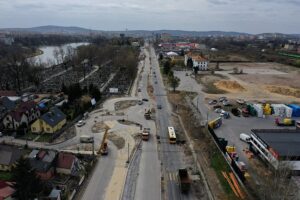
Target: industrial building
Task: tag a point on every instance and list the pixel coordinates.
(277, 146)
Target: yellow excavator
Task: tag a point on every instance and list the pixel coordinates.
(104, 147)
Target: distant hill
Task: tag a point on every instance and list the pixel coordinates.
(52, 30)
(137, 33)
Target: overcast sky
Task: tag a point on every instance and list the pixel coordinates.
(252, 16)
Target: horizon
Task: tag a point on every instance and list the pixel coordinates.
(163, 29)
(254, 16)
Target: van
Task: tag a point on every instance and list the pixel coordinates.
(245, 137)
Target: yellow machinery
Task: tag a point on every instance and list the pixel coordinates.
(104, 147)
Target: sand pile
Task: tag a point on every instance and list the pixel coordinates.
(231, 86)
(118, 141)
(288, 91)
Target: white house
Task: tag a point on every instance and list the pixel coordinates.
(198, 61)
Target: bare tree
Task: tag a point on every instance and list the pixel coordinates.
(279, 185)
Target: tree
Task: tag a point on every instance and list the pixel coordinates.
(278, 185)
(173, 82)
(196, 69)
(26, 183)
(189, 63)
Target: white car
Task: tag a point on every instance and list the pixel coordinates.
(245, 137)
(80, 123)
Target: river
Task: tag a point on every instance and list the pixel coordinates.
(48, 58)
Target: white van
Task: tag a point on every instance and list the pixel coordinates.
(245, 137)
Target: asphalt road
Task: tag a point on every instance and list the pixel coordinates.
(171, 155)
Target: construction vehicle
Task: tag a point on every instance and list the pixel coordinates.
(216, 123)
(147, 114)
(86, 139)
(184, 180)
(104, 147)
(285, 122)
(146, 134)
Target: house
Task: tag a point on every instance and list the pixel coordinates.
(23, 114)
(7, 93)
(9, 155)
(67, 164)
(43, 161)
(199, 61)
(49, 122)
(54, 195)
(6, 190)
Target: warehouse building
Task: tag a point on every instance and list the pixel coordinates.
(277, 146)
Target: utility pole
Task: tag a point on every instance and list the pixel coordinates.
(128, 154)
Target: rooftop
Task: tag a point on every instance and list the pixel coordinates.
(285, 142)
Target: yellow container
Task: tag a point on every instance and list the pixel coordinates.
(287, 121)
(230, 149)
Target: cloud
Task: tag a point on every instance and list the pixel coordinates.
(234, 15)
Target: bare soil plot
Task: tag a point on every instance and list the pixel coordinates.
(121, 105)
(260, 81)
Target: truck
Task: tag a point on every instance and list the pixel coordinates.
(146, 134)
(104, 148)
(285, 122)
(184, 180)
(147, 114)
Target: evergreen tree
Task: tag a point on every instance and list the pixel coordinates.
(27, 184)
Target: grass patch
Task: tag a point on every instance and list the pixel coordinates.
(208, 84)
(45, 138)
(5, 176)
(219, 164)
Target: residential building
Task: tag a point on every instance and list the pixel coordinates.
(54, 195)
(199, 61)
(6, 190)
(49, 122)
(67, 164)
(23, 114)
(9, 155)
(43, 161)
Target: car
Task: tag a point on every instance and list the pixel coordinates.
(240, 101)
(245, 137)
(80, 123)
(221, 99)
(211, 102)
(224, 114)
(218, 110)
(226, 103)
(217, 106)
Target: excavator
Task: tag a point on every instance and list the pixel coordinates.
(104, 147)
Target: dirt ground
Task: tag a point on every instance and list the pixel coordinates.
(121, 105)
(201, 142)
(260, 81)
(118, 141)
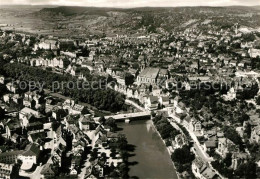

============

ACTION ITEM
Display each line of the data where "building" occurs.

COMPLETED EXERCISE
Target: industrial building
Target: warehouse building
Target: residential building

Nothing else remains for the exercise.